[Work to do] Copy out the text of all the records below word for word, leaving out the pictures.

— START Material for the task —

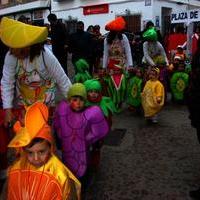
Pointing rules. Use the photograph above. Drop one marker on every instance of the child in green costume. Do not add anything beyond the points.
(94, 97)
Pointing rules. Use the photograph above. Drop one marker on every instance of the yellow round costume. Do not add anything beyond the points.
(152, 90)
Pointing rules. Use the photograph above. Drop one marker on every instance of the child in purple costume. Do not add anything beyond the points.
(77, 128)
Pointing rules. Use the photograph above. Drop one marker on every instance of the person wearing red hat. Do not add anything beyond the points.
(116, 59)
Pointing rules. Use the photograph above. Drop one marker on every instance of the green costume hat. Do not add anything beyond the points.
(77, 89)
(92, 84)
(150, 34)
(82, 71)
(81, 65)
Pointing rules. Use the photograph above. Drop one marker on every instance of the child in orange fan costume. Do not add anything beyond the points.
(153, 96)
(38, 174)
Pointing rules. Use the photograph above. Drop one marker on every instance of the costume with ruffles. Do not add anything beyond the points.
(77, 131)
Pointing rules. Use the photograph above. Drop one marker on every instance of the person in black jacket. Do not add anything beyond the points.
(193, 102)
(59, 40)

— END Material for the task —

[Task result]
Pointing rules. Use the photograph above. Drop one marker on every instance of the child in green costume. Do not add anything beyond the points.
(94, 97)
Pointing rules. Use the photograph above. Drop one marker on every instance of the yellow round costume. Do not add anything beyond the points.
(152, 90)
Pointing rules. Use the photograph above. Drop one marker on every instance of the child in purple costume. Do not add anything beyond the points.
(77, 128)
Pointing rules. Use the photograph above. Drop one marker on every instance of the person wearing red hat. Do not add anything beyond the points.
(116, 59)
Pointing rules. Use the photograph above. Drop one marker on every instance of the green costume hat. Do not add anything beyond the points.
(77, 89)
(92, 84)
(150, 34)
(82, 71)
(81, 65)
Pointing rules. Use the photograph above. Drop one marker on every instance of the child in orange fan costume. Do not add anything beyond the points.
(153, 96)
(38, 174)
Pointing rules. Use the photograph above. Drop one marker on every instance of the costume with ruffles. Do not add anything beyond the points.
(77, 131)
Pointing rules. Use the photograph above. Drop one marker on every instance of the person in black jacket. Do not add anything beyond the points.
(193, 102)
(59, 40)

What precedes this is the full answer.